- [Exercise description] Please quote everything in the records below, from the line containing "Q: Mark a point on every instance of the front tire" down to the last line of the records, with both of those lines included, word for word.

### Dataset excerpts

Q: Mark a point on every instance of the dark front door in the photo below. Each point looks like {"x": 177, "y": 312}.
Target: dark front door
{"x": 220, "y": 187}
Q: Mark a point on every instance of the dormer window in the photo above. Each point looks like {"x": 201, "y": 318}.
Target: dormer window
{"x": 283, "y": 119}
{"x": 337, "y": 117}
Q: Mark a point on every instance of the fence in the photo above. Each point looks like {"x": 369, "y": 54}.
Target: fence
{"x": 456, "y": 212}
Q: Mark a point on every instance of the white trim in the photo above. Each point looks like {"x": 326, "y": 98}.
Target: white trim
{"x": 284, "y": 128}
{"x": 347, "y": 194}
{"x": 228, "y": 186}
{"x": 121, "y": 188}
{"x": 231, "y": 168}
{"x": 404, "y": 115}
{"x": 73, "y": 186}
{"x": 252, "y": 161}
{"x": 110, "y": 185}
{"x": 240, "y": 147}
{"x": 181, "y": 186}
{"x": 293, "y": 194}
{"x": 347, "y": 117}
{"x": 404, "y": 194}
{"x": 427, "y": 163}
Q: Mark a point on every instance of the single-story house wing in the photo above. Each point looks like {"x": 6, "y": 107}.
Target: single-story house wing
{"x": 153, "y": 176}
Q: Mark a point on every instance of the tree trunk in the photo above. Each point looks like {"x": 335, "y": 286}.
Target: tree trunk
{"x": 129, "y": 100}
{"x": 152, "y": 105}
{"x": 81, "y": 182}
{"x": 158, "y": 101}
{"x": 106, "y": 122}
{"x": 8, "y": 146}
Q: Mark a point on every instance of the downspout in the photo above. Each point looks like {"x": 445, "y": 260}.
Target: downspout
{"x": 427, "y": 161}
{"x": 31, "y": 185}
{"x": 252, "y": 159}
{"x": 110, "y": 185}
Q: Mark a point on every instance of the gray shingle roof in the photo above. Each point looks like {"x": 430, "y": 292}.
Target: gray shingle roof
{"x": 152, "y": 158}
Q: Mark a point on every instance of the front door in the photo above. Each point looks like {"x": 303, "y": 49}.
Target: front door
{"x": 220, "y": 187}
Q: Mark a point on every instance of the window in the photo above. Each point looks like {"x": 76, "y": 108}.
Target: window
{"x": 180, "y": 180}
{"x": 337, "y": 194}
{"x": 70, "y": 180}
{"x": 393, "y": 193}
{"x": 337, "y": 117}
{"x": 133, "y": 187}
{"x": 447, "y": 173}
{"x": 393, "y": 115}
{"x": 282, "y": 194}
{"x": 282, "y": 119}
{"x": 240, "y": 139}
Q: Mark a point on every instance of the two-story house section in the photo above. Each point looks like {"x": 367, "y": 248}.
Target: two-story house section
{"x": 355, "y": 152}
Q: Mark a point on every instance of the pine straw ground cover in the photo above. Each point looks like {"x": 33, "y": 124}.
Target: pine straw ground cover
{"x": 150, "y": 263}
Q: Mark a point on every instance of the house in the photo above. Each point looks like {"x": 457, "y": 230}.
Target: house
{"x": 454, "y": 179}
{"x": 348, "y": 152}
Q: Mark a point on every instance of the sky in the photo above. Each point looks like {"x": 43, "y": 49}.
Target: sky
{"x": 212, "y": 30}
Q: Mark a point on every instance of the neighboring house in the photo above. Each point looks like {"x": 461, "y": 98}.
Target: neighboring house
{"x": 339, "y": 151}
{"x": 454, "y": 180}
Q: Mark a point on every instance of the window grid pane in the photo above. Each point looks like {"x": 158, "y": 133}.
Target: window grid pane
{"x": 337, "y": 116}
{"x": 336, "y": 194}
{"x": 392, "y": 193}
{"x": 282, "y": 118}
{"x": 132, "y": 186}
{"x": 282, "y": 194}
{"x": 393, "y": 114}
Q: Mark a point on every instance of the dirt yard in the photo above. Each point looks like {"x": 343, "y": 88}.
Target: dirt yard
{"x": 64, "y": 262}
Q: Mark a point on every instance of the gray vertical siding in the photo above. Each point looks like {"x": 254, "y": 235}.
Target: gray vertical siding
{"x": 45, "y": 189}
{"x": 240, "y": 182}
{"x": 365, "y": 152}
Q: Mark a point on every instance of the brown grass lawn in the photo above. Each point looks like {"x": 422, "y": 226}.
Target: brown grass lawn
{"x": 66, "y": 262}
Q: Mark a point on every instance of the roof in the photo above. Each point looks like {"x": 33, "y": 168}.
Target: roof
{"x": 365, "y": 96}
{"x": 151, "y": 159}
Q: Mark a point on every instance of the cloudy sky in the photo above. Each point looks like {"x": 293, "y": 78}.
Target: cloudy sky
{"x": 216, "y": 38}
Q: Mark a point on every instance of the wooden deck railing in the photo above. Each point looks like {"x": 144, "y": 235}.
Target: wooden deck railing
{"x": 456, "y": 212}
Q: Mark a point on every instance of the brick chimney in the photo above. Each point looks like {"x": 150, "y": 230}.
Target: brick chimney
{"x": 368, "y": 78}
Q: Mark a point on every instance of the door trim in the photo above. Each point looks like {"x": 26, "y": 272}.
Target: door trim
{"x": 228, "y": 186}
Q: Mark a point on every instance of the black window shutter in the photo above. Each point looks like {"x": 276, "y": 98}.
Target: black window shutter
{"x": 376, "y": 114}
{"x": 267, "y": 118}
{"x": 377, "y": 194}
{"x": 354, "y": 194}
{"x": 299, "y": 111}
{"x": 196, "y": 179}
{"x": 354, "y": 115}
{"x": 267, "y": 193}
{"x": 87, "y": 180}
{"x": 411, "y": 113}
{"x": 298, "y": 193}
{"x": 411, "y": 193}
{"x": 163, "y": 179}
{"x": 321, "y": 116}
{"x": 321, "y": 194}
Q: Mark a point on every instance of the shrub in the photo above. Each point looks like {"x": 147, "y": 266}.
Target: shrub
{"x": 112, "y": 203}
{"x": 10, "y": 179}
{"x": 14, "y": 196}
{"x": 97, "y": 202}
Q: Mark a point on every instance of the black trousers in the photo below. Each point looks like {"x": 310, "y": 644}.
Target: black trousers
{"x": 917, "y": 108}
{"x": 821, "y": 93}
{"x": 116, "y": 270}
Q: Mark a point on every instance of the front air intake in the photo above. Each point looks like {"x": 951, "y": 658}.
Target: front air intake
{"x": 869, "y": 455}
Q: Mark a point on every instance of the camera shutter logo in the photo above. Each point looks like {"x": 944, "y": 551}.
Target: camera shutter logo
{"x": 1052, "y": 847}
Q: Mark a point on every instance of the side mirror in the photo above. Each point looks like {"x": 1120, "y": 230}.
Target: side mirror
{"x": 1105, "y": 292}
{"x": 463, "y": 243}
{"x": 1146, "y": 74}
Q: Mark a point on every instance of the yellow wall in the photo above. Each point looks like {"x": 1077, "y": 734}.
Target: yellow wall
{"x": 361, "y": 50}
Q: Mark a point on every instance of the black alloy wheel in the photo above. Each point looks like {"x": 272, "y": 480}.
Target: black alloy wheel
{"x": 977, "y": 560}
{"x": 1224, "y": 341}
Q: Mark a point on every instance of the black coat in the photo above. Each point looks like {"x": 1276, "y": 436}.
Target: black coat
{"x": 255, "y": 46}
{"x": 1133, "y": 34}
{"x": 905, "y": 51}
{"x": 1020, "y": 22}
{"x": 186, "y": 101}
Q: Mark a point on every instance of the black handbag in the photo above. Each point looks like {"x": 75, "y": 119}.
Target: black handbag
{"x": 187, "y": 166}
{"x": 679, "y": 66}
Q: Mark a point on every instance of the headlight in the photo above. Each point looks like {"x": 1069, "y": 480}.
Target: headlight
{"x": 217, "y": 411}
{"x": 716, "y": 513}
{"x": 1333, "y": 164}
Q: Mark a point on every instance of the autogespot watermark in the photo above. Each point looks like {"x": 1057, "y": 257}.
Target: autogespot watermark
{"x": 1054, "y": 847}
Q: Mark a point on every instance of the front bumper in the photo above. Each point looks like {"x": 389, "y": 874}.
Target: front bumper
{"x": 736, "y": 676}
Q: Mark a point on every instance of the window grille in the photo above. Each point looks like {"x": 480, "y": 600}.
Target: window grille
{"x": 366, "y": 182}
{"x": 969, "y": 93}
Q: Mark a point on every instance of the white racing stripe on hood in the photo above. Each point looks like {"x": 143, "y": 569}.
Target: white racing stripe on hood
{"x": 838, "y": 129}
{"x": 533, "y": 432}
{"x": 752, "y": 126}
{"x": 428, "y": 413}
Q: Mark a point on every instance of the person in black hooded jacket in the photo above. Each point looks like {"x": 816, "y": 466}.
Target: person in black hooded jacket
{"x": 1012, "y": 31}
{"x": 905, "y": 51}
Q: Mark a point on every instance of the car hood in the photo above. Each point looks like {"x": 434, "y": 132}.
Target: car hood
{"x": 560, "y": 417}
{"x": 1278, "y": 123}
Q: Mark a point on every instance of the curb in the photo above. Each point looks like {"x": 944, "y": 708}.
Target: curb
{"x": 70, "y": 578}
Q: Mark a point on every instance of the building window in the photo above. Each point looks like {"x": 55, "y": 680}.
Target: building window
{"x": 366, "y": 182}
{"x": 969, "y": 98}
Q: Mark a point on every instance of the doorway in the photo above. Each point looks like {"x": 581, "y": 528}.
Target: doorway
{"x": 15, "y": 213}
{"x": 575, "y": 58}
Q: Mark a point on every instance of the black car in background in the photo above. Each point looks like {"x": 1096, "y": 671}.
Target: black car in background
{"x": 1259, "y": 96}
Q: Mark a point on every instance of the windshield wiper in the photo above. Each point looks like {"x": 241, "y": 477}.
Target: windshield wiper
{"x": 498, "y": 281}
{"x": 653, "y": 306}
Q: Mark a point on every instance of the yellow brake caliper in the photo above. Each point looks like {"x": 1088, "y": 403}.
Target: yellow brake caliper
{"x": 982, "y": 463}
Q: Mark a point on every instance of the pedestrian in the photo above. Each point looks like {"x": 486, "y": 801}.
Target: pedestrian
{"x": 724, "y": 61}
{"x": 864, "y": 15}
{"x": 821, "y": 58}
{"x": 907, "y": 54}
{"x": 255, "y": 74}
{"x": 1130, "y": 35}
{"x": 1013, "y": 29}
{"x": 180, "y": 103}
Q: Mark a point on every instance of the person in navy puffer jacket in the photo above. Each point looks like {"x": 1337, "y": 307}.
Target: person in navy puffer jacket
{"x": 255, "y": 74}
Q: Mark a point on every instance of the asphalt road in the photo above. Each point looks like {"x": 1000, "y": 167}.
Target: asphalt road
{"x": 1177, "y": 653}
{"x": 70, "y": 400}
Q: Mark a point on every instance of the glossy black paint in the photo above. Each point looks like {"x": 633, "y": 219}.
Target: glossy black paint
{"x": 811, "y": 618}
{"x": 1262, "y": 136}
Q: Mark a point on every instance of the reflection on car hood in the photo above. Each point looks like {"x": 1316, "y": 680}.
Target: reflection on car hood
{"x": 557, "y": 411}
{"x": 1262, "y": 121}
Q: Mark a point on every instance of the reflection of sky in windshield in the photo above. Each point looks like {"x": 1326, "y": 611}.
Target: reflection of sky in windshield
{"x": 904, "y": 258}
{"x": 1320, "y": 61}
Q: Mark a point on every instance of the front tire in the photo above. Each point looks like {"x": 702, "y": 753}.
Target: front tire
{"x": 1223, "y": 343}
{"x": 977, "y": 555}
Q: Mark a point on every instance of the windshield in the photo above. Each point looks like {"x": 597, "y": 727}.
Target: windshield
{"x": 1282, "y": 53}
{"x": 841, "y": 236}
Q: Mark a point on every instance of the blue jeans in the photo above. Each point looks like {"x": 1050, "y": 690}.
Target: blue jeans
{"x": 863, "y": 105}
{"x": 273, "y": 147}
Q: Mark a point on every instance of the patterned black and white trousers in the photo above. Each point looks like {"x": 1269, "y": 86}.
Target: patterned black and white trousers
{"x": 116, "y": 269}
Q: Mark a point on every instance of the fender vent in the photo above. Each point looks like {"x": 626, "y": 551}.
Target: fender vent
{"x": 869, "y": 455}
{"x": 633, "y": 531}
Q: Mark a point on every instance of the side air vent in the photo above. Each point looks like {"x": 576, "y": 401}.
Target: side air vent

######

- [Solution]
Q: Mark a point on every instance of the front tire in the photo above. Each point looks like {"x": 702, "y": 753}.
Target: front tire
{"x": 1223, "y": 343}
{"x": 977, "y": 555}
Q: Mark a point on every instance of the windshield in the photo above. Each point looks like {"x": 597, "y": 727}.
Target: windshield
{"x": 1282, "y": 53}
{"x": 841, "y": 236}
Q: Mark a point on every instance of the blue jeans in the photo above. Each point looks like {"x": 1050, "y": 690}.
Target: blue jeans
{"x": 863, "y": 105}
{"x": 273, "y": 147}
Q: Mark a point on every instance of the patterned black and white trousers in the photo above. Each point looks like {"x": 1269, "y": 86}.
Target: patterned black and white trousers
{"x": 116, "y": 269}
Q: Mark a point on every instance of the fender vent in the photo above. Each point looks like {"x": 626, "y": 551}.
Target: fender vent
{"x": 869, "y": 455}
{"x": 633, "y": 531}
Q: Mark a point on every instance of the side air vent in the photo above. Each point looks like {"x": 576, "y": 401}.
Target: side air vent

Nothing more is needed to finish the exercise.